━━━━━ Text shown ━━━━━

We used easyretro.io to run this retro. We took 10 minutes to write up our own
notes before sharing them (see "Raw comments" below), then had discussion on
retrospective topics we felt warranted it. We tried to avoid forwards facing
discussions in this session, though we should definitely review these topics
when planning our future tasks.

## Topics

### Timings mishaps during the livestream

_This section was noted when the issues happened and is kept for context_.

There were a number of contributing factors to this:

- No single producer / having one of the commentators as presenter is very hard

- High latency on the livestream, making it hard to judge timings from the outside

- This also meant that the knockouts chart didn’t have the latest scores available when it was shown, as the scores weren’t published yet, since the scores were published based on the livestream

- Static knockout scheduler not working with our normal delays mechanism

- Livestream overlay not handling changes meaningfully

### Producer

It feels fairly obvious now that we need this. A lot of the things which were complex today were a result of this not being a separate role. The lack of this also created complexities around not spoilering the commentators.

This would also enable the commentators to fill for time when needed, while the producer is fixing stuff.

This being a separate role would enable easier comms between support volunteers and commentators if needed.

How widely did we ask about this? We did have Illana looking at this, but hit technical issues.

Sounds like others would have been interested in doing this, but we weren’t able to find them.

What do we need to change to ensure that we publicise this directly.

We had previously publicised the Doings including around livestream, which we thought was publicised but not very clearly.

During the leagues we managed to automate much of the role, which (combined with the leagues being relatively simpler) led us to believe it may not have been needed.

We have earlier in the year invited volunteers for other roles and not had anyone express an interest, which discourages pushing for people in other roles.

Need to clarify the runbook that the producer should be not one of the commentators.

However we also need to source and train the roles well in advance of the event, which likely means earlier than the way we’ve been using the checklist.

We need confirmation that a producer is going to be present for the livestream sessions, though this shouldn’t be a reason not to get more people involved.

### Wider volunteer engagement

We’ve been pretty good at reducing the amount of work needed to run a competition, meaning that there is less to do.

However we do always benefit from more mentors.

Would we benefit from running more explicit training sessions as a way to maintain engagement?

Would assigning an internal mentor help? This could be their point of contact and could guide them through being a volunteer, building a personal relationship with them.

We need to get better at advertising to our wider volunteer base. That is -- not just posting in Slack. But also ensuring that messaging to the email list have a clear path for getting involved.

Would a formal onboarding process help here? Some of this has been happening recently, driven by Rob & Tom.

This still feels like it has quite a lot of friction. We’ve found that joining e.g: a Discord, lurking for a while then joining more formally tends to be a more common route.

We should asses the reach that our emails have.

Feels like we’d benefit from a volunteer coordinator for all of SR, someone who can specialise on this.

### Teams don’t know about `R.zone`

The kits are very much framed around a physical kit, which is confusing in a simulator based competition. Even otherwise the organisation of this part of the docs isn’t clear.

We’ve previously discussed having a how-to section which is distinct from a reference section.

━━━━━

## Actions to take:
[a] In the retrospective notes, how long did participants spend writing up their own notes before sharing them?
[b] Carry the retrospective notes forward from their final sentence, keeping the same informal team voice.

━━━━━ Data section ━━━━━

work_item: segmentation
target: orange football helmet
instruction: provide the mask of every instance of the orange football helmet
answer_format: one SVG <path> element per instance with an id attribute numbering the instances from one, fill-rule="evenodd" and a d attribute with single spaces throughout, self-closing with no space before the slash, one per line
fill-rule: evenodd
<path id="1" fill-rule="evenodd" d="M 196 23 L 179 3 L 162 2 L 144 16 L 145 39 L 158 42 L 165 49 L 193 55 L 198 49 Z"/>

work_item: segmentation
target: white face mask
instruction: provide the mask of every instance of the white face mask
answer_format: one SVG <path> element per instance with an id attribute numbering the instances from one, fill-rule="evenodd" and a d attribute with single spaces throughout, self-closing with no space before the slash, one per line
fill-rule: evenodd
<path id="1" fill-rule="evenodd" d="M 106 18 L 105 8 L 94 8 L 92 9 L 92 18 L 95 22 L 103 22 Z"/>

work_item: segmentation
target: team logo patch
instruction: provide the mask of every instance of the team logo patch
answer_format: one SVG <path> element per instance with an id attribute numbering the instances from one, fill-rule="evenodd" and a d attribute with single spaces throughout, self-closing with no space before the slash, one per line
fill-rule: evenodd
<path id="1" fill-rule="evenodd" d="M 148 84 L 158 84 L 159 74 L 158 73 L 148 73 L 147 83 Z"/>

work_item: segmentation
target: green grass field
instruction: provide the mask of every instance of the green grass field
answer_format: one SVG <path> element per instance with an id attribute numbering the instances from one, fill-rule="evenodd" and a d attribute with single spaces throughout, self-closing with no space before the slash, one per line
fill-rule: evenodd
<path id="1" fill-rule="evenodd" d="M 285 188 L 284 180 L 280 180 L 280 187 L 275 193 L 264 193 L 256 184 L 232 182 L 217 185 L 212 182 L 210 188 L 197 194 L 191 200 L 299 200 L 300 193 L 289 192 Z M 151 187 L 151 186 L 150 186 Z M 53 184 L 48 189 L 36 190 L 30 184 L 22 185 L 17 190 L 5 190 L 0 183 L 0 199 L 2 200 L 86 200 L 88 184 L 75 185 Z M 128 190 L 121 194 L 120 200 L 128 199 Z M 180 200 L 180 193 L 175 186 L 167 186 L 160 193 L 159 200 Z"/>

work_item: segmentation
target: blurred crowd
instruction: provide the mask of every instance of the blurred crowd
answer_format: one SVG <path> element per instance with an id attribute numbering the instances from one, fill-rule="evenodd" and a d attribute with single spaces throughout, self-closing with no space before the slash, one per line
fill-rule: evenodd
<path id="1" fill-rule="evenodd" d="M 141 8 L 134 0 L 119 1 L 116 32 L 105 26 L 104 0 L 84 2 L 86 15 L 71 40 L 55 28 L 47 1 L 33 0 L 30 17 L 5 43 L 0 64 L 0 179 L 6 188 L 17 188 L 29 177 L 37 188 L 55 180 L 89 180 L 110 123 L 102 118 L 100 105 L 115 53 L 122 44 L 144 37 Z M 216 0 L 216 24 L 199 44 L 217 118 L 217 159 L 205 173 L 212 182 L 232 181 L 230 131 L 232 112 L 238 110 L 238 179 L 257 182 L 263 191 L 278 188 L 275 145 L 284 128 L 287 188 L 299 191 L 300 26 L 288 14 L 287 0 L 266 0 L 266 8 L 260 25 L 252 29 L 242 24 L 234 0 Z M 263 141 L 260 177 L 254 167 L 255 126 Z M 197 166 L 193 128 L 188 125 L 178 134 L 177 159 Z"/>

━━━━━

## Answers provided:
[a] 10 minutes.

[b]
Not sure how much the teams are using the docs? We feel like we’re pushing them quite a bit, we mention them in lots of presentations and in the microgames.

Short of mentoring them it’s hard to ensure that they’re actually using them?

Could we make use of the microgames to encourage different behaviour by zone?

The docs are also currently laid out around the physical components, which makes a lot less intuitive sense during the SR2021 virtual competition.

The current docs didn’t really get any updates for this year, and what was done was done on the Saturday morning of Kickstart.

When have we last reviewed the UX of the docs? Never.

Action: Dan to own reviewing the UX of the docs.

### Press coverage & sponsor outreach

Would have been much better if we’d done this much sooner. The outreach we did (for the press) was on Friday evening before the knockouts livesteram.

It’s very different sharing a livestream link with someone than inviting them to a physical competition.

We can still reach out to press after the event (and this was something we planned to do).

Would be really useful to have some pre-made graphics or templates for social media, along with a list of hashtags and where to post etc.

There were lots of teams this year on Instagram. We do have a small presence there, but the platform itself isn’t actually very usable.

### Collaboration between the comp & kit teams

There hasn’t been very much.

The kit team has not been involved in developing the simulator. When asked about this, the kit team committee were not interested in being involved even though members of the competition team offered considerable support. There wasn’t anyone with the knowledge or time to take on supporting the simulator.

Feels like there’s a lack of trust between the two teams.

If we had been able to involve the kit team in the simulator development, there would have needed to be good communication between the teams during the development of the modules.

Are there any regular meetings between the two teams in order enable cross-team communications?

The regular competition meeting are open to all, however this doesn’t necessarily create a clear communication channel as it would rely on the kit team coming to all those meetings.

Would it make sense to think a bit more about the SR teams as like company departments? While this does create some delineation, it also provides an alternative for how we handle cross-team projects -- that they’re organised as projects rather than remaining purely within a single team.

The earlier game design meetings felt like they achieved input from a wider collection of people, though the later module design meetings haven’t.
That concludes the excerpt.